-- START RECORDS SUPPLIED --

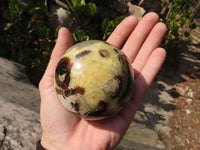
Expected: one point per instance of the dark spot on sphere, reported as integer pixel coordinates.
(74, 91)
(83, 53)
(99, 110)
(104, 53)
(75, 106)
(63, 68)
(113, 86)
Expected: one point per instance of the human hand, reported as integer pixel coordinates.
(65, 130)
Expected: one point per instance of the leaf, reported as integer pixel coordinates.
(8, 26)
(192, 25)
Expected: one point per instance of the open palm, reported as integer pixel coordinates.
(65, 130)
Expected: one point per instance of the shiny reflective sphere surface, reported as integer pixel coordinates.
(93, 79)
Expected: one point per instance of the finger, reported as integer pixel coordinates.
(122, 31)
(64, 41)
(151, 43)
(139, 35)
(143, 81)
(153, 65)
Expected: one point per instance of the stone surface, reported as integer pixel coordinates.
(19, 113)
(20, 126)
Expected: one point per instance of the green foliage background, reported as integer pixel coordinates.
(26, 37)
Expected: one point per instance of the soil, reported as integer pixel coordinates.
(185, 123)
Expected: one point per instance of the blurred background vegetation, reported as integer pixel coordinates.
(27, 37)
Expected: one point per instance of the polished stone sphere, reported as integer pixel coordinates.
(94, 79)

-- END RECORDS SUPPLIED --

Return the listing above unchanged, apart from dropping its pictures.

Expected: one point per instance of the dark spot on sphere, reported as integer pixel coordinates.
(74, 91)
(83, 53)
(99, 110)
(104, 53)
(75, 106)
(63, 68)
(113, 86)
Expected: one point per instance of the human hand, reported as integer pixel coordinates.
(65, 130)
Expected: one point per instance of the leaf, reported as integer pixel coordinates.
(8, 26)
(192, 25)
Expected: one point per instance of the open palm, reported as integer pixel coordinates.
(65, 130)
Expected: one point per instance of the shiny reflective sphere surface, reported as integer pixel coordinates.
(93, 79)
Expected: one point per instance of the finger, reported as integer pixel coordinates.
(122, 31)
(64, 41)
(151, 43)
(139, 35)
(143, 81)
(153, 65)
Expected: one point per instance of the stone surface, reported as integer pixel coordinates.
(19, 113)
(20, 126)
Expected: one point per instance of the green foliage background, reported as integer pixel coordinates.
(26, 37)
Expected: one point per instance of the soil, reported as integer pixel coordinates.
(185, 123)
Expected: one point per instance of the blurred background vegetation, reported as integer pixel coordinates.
(27, 37)
Expected: one point per instance of the polished stone sphere, reported as integer pixel coordinates.
(94, 79)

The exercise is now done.